• _HOW TO COMPLETE THIS TASK_
Produce a word-for-word restatement of the lines from the line with "Would you be so kind as to point out the castle" to the end of the listing below, inclusive.

• _EXTRACTED MATERIAL_
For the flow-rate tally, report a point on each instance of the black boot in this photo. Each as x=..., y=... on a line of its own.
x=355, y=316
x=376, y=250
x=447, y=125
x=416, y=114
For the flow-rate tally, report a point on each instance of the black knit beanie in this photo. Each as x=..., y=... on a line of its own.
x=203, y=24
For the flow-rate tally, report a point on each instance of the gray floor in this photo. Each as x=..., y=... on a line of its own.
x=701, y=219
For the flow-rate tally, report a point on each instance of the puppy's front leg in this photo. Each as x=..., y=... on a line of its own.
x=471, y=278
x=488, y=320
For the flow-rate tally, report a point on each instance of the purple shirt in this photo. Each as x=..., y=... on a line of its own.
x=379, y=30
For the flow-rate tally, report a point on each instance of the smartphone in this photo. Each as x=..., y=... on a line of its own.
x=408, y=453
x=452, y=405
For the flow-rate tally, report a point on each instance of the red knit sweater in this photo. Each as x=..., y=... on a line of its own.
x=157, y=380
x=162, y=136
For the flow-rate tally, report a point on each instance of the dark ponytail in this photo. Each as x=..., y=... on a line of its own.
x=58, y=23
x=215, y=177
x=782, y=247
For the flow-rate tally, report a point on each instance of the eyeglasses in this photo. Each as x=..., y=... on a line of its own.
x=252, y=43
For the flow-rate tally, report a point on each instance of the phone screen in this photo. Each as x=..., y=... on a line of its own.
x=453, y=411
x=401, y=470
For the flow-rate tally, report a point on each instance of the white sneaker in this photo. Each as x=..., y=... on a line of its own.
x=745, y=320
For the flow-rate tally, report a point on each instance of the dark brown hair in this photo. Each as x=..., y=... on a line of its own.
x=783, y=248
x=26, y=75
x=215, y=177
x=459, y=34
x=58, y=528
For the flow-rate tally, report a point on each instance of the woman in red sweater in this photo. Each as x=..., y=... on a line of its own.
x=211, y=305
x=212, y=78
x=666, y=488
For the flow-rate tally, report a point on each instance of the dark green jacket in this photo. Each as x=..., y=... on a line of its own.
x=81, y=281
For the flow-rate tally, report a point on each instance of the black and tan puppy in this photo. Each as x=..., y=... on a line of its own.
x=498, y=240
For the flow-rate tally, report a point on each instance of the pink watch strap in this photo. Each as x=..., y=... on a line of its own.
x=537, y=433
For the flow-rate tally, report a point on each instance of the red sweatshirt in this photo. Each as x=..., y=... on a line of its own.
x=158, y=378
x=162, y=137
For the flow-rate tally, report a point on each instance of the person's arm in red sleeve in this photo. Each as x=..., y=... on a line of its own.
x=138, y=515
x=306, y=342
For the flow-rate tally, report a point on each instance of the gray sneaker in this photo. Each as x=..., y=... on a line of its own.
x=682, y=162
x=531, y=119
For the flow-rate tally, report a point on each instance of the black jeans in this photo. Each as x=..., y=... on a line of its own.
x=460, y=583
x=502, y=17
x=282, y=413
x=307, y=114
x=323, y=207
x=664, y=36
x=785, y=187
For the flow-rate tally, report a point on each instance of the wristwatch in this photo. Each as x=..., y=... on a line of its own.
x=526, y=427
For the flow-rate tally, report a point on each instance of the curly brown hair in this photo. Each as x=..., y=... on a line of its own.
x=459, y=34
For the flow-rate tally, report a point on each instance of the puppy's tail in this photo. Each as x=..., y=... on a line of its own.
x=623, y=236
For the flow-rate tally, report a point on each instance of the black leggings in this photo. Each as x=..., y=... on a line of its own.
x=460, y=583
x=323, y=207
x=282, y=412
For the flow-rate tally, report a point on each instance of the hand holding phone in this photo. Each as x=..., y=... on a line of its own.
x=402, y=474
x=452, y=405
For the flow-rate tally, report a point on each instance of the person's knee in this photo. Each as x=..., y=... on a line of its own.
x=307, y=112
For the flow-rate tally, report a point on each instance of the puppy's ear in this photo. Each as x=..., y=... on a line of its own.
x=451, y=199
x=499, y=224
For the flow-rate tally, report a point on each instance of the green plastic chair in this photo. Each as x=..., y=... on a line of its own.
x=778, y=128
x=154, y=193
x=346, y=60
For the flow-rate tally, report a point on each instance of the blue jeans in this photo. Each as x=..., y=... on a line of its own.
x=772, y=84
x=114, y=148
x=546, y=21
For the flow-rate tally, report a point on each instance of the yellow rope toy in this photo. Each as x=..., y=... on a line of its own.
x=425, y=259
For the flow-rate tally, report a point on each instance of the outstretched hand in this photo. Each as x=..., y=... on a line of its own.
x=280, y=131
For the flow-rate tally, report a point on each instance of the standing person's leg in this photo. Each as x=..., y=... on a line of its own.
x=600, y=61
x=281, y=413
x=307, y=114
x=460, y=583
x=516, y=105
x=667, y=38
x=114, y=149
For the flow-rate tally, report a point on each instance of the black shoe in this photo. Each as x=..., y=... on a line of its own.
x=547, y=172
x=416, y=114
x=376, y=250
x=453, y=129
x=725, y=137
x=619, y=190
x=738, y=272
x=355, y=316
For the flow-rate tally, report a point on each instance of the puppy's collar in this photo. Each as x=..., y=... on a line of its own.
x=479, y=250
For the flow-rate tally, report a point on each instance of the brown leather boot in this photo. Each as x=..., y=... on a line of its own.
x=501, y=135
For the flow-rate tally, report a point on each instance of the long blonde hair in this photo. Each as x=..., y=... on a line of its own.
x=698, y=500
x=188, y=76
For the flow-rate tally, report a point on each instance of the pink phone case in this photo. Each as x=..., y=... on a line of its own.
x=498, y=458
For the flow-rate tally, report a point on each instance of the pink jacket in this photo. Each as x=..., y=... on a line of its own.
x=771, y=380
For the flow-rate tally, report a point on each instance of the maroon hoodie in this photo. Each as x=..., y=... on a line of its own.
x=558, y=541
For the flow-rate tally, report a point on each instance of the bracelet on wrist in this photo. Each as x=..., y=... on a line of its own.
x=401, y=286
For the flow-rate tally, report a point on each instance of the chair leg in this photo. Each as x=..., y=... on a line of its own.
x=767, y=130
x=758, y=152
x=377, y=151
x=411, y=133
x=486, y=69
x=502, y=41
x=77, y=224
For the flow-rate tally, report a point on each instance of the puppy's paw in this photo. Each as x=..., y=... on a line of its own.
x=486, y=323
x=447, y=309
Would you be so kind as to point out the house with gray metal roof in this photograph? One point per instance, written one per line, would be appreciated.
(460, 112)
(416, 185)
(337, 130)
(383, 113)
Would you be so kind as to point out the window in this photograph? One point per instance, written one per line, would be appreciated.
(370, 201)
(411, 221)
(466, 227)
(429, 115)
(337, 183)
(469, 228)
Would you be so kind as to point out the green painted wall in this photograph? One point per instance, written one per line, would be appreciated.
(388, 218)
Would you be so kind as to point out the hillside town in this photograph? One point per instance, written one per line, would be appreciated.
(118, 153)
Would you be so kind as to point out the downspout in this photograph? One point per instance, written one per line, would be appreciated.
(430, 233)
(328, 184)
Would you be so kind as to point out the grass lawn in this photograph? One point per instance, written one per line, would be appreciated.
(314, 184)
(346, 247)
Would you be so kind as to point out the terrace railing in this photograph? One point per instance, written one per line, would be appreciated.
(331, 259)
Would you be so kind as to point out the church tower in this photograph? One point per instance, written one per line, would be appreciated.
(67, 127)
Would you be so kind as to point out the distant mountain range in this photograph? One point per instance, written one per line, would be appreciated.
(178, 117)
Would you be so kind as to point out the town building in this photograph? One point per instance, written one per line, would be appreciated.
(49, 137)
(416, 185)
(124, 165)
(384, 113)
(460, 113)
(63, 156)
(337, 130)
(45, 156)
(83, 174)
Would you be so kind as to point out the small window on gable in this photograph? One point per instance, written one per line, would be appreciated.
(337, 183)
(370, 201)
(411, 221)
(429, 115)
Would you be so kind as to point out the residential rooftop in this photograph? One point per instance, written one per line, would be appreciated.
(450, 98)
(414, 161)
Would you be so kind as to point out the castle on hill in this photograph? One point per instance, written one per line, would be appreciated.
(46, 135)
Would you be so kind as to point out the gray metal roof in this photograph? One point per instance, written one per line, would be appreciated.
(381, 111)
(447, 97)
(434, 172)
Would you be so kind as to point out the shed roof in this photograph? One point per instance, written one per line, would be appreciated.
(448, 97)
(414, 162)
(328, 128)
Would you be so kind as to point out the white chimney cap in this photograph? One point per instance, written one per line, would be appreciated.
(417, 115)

• _REPLY TO THE TASK_
Would you be so kind as to point out the castle on hill in this photograph? One point per instance, written one per line, would be appreciated.
(46, 135)
Would you be so kind as to point out the gray metal roof in this photograph? One point per instance, written one per line, would be appreciated.
(381, 111)
(447, 97)
(434, 172)
Would you be so kind as to point out the shed roof in this photograph? One point per instance, written one per line, would be appreciated.
(448, 97)
(414, 162)
(328, 128)
Would you be so kind as to point out the white chimney cap in this photograph? One point per instance, written one per line, would be appreciated.
(417, 115)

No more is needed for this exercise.